Activités:
(1) Recopiez mot pour mot le passage du texte sur la santé trans qui commence par les mots « La classification internationale » et se termine par « de la sexualité. ».
(2) Traduisez en anglais cette phrase du texte sur la santé trans : « Il est donc possible à tout individu ou association de faire des propositions sur les modifications à apporter. »

Texte fourni:
Santé trans : la dépsychiatrisation en débat à l’OMS
Dépsychiatriser les transidentités ? Une question sensible au coeur de la santé trans. L’Organisation Mondiale de la Santé souhaite faire évoluer la classification des troubles mentaux et ouvre ainsi un débat que les associations trans réclament depuis longtemps. Alors que dans plusieurs pays d’Europe les législations vont dans le sens d’une facilitation des parcours trans, en France, ça grince. Warning vous en dit plus.
La classification internationale des maladies (CIM) publiée par l’OMS est en train d’être révisée, pour une publication de la 11ème version prévue en 2013. Cette révision est le théâtre de nombreux débats sur les différentes classifications et notamment sur la classification des trans. Les transidentités sont, dans la CIM 10, classées dans les troubles mentaux, et il semblerait que l’OMS aurait pour volonté que cela change. Dans le cadre de ce travail de réflexion, la révision de la CIM se fait sous forme de forum hybride. Il est donc possible à tout individu ou association de faire des propositions sur les modifications à apporter.
Le 17 décembre se tenait à l’Université Paris 5 une journée d’études
organisée par le Cermes3 et le centre coordinateur de l’OMS (CCOMS) de
Lille intitulée : Comment classifier/déclassifier sans stigmatiser ? Troubles du genre et de la sexualité.

Extrait de données:
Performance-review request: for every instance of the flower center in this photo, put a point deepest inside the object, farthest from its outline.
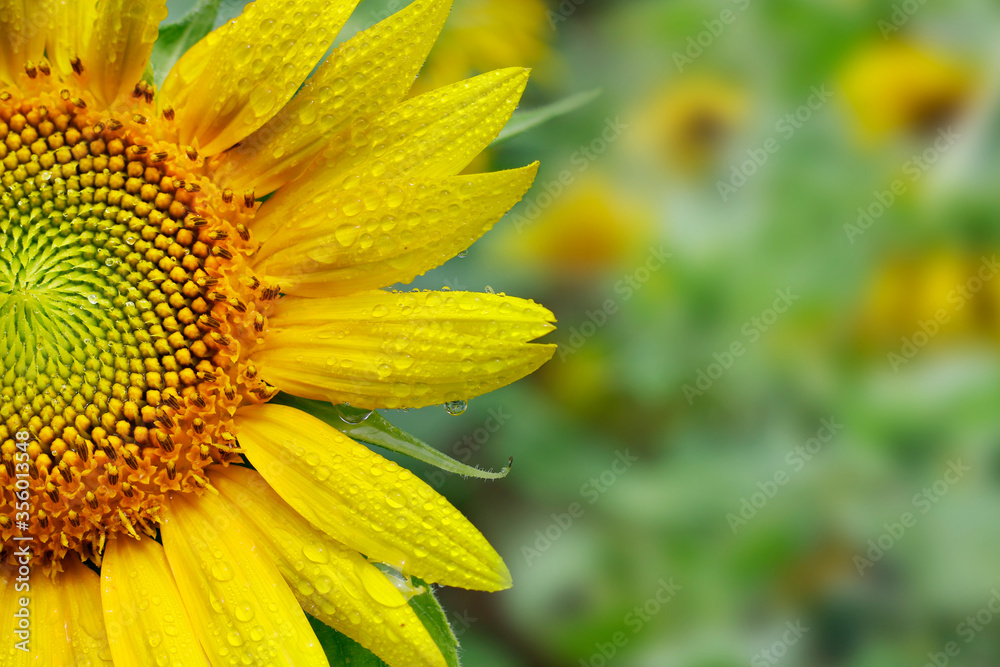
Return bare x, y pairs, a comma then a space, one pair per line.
126, 310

Corrigés successifs:
(1)
La classification internationale des maladies (CIM) publiée par l’OMS est en train d’être révisée, pour une publication de la 11ème version prévue en 2013. Cette révision est le théâtre de nombreux débats sur les différentes classifications et notamment sur la classification des trans. Les transidentités sont, dans la CIM 10, classées dans les troubles mentaux, et il semblerait que l’OMS aurait pour volonté que cela change. Dans le cadre de ce travail de réflexion, la révision de la CIM se fait sous forme de forum hybride. Il est donc possible à tout individu ou association de faire des propositions sur les modifications à apporter.
Le 17 décembre se tenait à l’Université Paris 5 une journée d’études
organisée par le Cermes3 et le centre coordinateur de l’OMS (CCOMS) de
Lille intitulée : Comment classifier/déclassifier sans stigmatiser ? Troubles du genre et de la sexualité.

(2) It is therefore possible for any individual or association to make proposals on the changes to be made.